**Task directions**
Quote all of the entries word for word.
▬▬▬▬▬▬▬▬▬▬
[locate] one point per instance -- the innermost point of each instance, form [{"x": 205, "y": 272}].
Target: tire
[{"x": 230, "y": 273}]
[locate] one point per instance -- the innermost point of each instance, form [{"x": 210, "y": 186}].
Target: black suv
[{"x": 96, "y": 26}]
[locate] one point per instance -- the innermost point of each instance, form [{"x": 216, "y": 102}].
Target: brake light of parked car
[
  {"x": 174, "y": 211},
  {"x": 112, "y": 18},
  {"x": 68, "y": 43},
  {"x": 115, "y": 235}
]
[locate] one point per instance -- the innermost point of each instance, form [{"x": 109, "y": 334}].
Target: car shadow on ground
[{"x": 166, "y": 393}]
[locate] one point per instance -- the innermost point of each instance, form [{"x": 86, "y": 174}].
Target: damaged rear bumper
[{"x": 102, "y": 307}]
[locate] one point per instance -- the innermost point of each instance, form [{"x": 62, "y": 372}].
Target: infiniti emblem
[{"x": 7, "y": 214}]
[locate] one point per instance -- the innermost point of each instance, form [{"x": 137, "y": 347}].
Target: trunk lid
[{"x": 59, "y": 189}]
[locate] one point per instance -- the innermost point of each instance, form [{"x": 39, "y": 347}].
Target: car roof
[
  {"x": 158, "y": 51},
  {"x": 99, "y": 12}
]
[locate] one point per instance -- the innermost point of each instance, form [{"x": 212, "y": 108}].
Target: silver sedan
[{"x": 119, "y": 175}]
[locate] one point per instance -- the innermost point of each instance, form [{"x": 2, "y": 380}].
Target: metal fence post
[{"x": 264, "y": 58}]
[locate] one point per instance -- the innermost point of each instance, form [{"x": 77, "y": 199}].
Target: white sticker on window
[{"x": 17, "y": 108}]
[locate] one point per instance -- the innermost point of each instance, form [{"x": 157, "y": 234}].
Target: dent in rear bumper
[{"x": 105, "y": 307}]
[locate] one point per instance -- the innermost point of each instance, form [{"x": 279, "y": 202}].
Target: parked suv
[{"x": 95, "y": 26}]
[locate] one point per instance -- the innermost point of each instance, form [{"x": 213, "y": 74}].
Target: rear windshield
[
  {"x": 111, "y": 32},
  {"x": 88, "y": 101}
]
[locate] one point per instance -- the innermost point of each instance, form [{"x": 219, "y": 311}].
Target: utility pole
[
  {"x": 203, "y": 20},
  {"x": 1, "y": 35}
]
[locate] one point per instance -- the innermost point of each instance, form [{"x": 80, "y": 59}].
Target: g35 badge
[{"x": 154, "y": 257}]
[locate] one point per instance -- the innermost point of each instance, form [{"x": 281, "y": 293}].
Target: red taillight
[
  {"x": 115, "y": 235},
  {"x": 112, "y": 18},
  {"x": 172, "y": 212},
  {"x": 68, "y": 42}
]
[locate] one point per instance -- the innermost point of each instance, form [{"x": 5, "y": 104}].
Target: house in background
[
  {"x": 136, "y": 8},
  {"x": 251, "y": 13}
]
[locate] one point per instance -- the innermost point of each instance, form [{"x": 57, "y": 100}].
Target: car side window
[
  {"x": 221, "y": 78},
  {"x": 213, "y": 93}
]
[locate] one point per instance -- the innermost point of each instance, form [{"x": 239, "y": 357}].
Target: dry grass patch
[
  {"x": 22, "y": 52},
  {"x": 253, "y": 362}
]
▬▬▬▬▬▬▬▬▬▬
**Output**
[locate] one point per instance -- the innermost point of each instance, form [{"x": 205, "y": 272}].
Target: tire
[{"x": 230, "y": 273}]
[locate] one point per instance -- the innermost point of each instance, form [{"x": 210, "y": 186}].
Target: black suv
[{"x": 96, "y": 26}]
[locate] one point per instance -- the innermost point of each instance, form [{"x": 216, "y": 102}].
Target: brake light of parked car
[
  {"x": 174, "y": 211},
  {"x": 112, "y": 18},
  {"x": 68, "y": 43},
  {"x": 115, "y": 235}
]
[locate] one point per instance -- the innermost point of each instance, form [{"x": 109, "y": 334}].
Target: car shadow on ground
[{"x": 166, "y": 393}]
[locate] one point per instance -- the innermost point of each instance, form [{"x": 86, "y": 174}].
Target: damaged rear bumper
[{"x": 102, "y": 307}]
[locate] one point per instance -- the innermost point of each instance, form [{"x": 62, "y": 372}].
Target: infiniti emblem
[{"x": 7, "y": 214}]
[locate] one point per instance -- the innermost point of each instance, form [{"x": 137, "y": 347}].
Target: trunk lid
[{"x": 59, "y": 189}]
[locate] one point per instance -- the innermost point of each instance, form [{"x": 39, "y": 347}].
Target: car roof
[
  {"x": 158, "y": 51},
  {"x": 99, "y": 12}
]
[locate] one point per instance -- the innermost point of each instance, form [{"x": 212, "y": 108}].
Target: silver sedan
[{"x": 119, "y": 175}]
[locate] one point per instance -- the innermost point of each instance, form [{"x": 2, "y": 380}].
Target: metal fence post
[{"x": 264, "y": 58}]
[locate] one point per instance -- the innermost point of each instance, form [{"x": 77, "y": 199}].
Target: white sticker on window
[{"x": 17, "y": 108}]
[locate] one point per instance -- the innermost point of each instance, form [{"x": 157, "y": 234}].
Target: dent in rear bumper
[{"x": 105, "y": 307}]
[locate] one point per instance -- the innermost point of each instance, form [{"x": 279, "y": 202}].
Target: parked suv
[{"x": 95, "y": 26}]
[locate] one point per instance -- the innermost point of each instance, form [{"x": 213, "y": 74}].
Target: rear windshield
[
  {"x": 111, "y": 32},
  {"x": 88, "y": 101}
]
[locate] one point per instance -- the innermost point of each instance, form [{"x": 219, "y": 311}].
Target: utility pole
[
  {"x": 203, "y": 20},
  {"x": 1, "y": 35}
]
[locate] one point per instance -- the innermost point of each instance, form [{"x": 80, "y": 59}].
Target: g35 badge
[{"x": 154, "y": 257}]
[locate] one point per instance -- the innermost point of each instance, form [{"x": 281, "y": 293}].
Target: red taillight
[
  {"x": 115, "y": 235},
  {"x": 112, "y": 18},
  {"x": 172, "y": 212},
  {"x": 68, "y": 42}
]
[locate] one point per instance -- the innermost point of each instance, form [{"x": 5, "y": 104}].
Target: house in background
[
  {"x": 136, "y": 8},
  {"x": 251, "y": 13}
]
[locate] one point per instance -- the innermost point of each instance, form [{"x": 57, "y": 100}].
Target: car side window
[
  {"x": 221, "y": 78},
  {"x": 213, "y": 93}
]
[locate] one point per instance -- the innermost point of each instance, form [{"x": 239, "y": 357}].
Target: dry grass patch
[
  {"x": 22, "y": 52},
  {"x": 253, "y": 362}
]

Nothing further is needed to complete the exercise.